▸ **HOW TO COMPLETE THIS TASK**
Write the records out exactly, so that no picture remains in the copy.

▸ **RAW DATA**
■ ■ ■ ■ ■ ■ ■
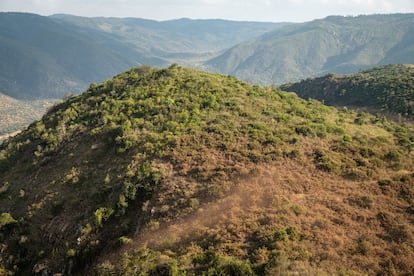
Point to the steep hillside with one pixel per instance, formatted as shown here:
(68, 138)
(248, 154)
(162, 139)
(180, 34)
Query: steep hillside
(332, 45)
(387, 89)
(46, 57)
(15, 114)
(174, 171)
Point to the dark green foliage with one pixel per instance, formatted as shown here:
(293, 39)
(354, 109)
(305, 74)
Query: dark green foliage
(150, 147)
(386, 89)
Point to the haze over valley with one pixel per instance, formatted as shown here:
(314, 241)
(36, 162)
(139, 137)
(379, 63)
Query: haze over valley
(132, 146)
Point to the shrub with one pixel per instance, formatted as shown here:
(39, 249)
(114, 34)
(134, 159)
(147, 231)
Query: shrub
(6, 220)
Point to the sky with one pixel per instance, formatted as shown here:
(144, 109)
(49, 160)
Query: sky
(242, 10)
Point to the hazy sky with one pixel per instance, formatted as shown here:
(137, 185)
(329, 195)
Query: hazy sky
(253, 10)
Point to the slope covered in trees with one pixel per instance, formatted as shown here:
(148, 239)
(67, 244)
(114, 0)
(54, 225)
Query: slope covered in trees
(335, 44)
(16, 114)
(387, 89)
(175, 171)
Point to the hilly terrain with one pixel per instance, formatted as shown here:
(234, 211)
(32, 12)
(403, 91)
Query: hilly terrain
(180, 172)
(334, 44)
(47, 57)
(18, 114)
(386, 89)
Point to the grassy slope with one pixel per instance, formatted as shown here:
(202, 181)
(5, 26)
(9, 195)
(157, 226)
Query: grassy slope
(16, 114)
(332, 45)
(190, 171)
(387, 89)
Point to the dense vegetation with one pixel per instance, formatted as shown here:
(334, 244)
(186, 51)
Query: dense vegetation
(174, 171)
(16, 115)
(387, 89)
(334, 44)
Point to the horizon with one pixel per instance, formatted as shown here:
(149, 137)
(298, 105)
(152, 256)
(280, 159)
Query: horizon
(257, 11)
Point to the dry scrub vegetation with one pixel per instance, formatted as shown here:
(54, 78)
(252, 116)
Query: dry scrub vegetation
(175, 171)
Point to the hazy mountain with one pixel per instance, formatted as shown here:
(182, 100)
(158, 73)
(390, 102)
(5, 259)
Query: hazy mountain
(174, 172)
(50, 56)
(386, 89)
(332, 45)
(175, 38)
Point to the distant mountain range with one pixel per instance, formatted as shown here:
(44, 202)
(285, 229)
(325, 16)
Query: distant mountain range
(176, 171)
(46, 57)
(385, 89)
(335, 44)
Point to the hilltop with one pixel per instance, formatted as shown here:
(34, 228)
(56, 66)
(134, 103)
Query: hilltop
(173, 171)
(335, 44)
(386, 89)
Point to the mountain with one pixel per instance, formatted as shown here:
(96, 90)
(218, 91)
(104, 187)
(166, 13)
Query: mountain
(335, 44)
(47, 57)
(176, 171)
(17, 114)
(387, 89)
(178, 38)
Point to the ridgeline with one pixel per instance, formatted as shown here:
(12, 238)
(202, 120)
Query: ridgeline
(176, 171)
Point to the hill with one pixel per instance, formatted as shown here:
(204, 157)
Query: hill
(173, 171)
(178, 39)
(17, 114)
(332, 45)
(386, 89)
(47, 57)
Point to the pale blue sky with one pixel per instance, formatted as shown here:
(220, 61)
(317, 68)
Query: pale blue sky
(252, 10)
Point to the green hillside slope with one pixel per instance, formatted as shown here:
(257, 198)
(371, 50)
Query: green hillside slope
(332, 45)
(15, 114)
(387, 89)
(175, 171)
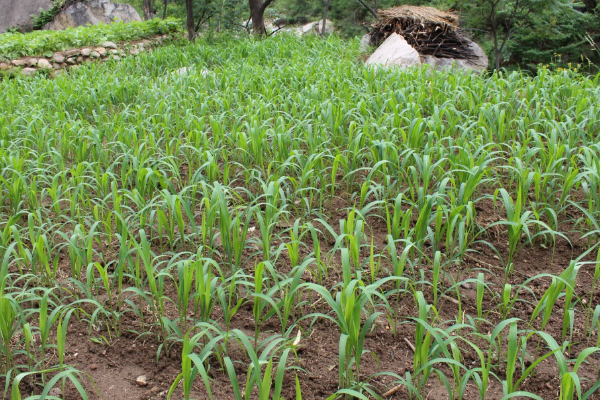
■ ■ ■ ■ ■ ■ ■
▸ **ANSWER TO THIS PROBLEM**
Point to the steep hillside with one pixel per instance, formatted as shown here:
(68, 138)
(248, 154)
(162, 139)
(180, 34)
Query: steep hillside
(332, 45)
(387, 89)
(46, 57)
(15, 114)
(174, 171)
Point to the dark green foliage with one pixel per instance, formatted as shown here:
(293, 39)
(354, 109)
(305, 74)
Query: dark green foliage
(150, 147)
(386, 89)
Point to the haze over valley with one pixel per instance, formatted as shown here:
(314, 241)
(36, 162)
(139, 137)
(379, 63)
Query: haze over valley
(132, 146)
Point to the shrub with one pixel per instance, formatted as shown here:
(39, 249)
(114, 34)
(134, 159)
(147, 231)
Query: shrub
(6, 220)
Point to the sky with one pixel per instance, formatted as shown here:
(144, 109)
(49, 160)
Query: sky
(242, 10)
Point to the hazy sky with one pixel per instance, formatted as shown here:
(137, 185)
(329, 195)
Query: hazy sky
(253, 10)
Point to the slope covered in trees with one pixel per instance, formatted as shown here:
(148, 239)
(67, 244)
(114, 0)
(54, 225)
Query: slope covered in trees
(335, 44)
(16, 114)
(387, 89)
(175, 171)
Point to the hilly terrain with one pixel per instance, formatted as shown here:
(234, 211)
(32, 12)
(403, 91)
Query: hilly terrain
(180, 172)
(334, 44)
(47, 57)
(18, 114)
(386, 89)
Point to the grassy slope with one pixel per instance, formatted as shown here:
(202, 181)
(5, 26)
(9, 195)
(157, 226)
Query: grassy slope
(16, 114)
(332, 45)
(190, 171)
(387, 89)
Point to the dense vegetation with one pixel per instance, formatted as shown here:
(334, 244)
(186, 51)
Query: dense vegetation
(174, 171)
(16, 115)
(387, 89)
(334, 44)
Point to the horizon with one pixel per instance, formatted as shown here:
(149, 137)
(298, 105)
(152, 256)
(280, 159)
Query: horizon
(257, 11)
Point to the dry scrub vegetation with one pixel per instance, formatted as shown here:
(54, 78)
(252, 116)
Query: dry scrub vegetation
(175, 171)
Point to the hazy mountain with one pixel per instance, formatted as shown here:
(182, 100)
(158, 73)
(390, 102)
(5, 259)
Query: hazy mountain
(174, 172)
(50, 56)
(386, 89)
(332, 45)
(175, 38)
Point to the distant mountain range with one pixel per instance, formatted as shown here:
(44, 202)
(285, 229)
(325, 16)
Query: distant mountain range
(176, 171)
(46, 57)
(385, 89)
(335, 44)
Point to the hilltop with one pixel per instance, formatted as shown here:
(34, 228)
(56, 66)
(134, 103)
Query: hilltop
(173, 171)
(335, 44)
(386, 89)
Point to the mountain with one pixel per instance, formatted as shown here:
(96, 90)
(218, 91)
(104, 187)
(166, 13)
Query: mountain
(335, 44)
(47, 57)
(176, 171)
(17, 114)
(387, 89)
(178, 38)
Point to the ridgeline with one pixel per instance, formatted as shown here:
(12, 238)
(202, 120)
Query: ridgeline
(176, 171)
Point to the hill with one pixel per instance, formatted as shown here:
(204, 157)
Query: hill
(173, 171)
(178, 39)
(17, 114)
(332, 45)
(386, 89)
(47, 57)
Point to the pale blue sky with one pixel per instance, formatted as shown here:
(220, 61)
(317, 68)
Query: pale blue sky
(252, 10)
Point to the green hillside slope with one pixel per instance, formatted as shown here:
(257, 198)
(371, 50)
Query: green hillside slope
(332, 45)
(15, 114)
(387, 89)
(175, 171)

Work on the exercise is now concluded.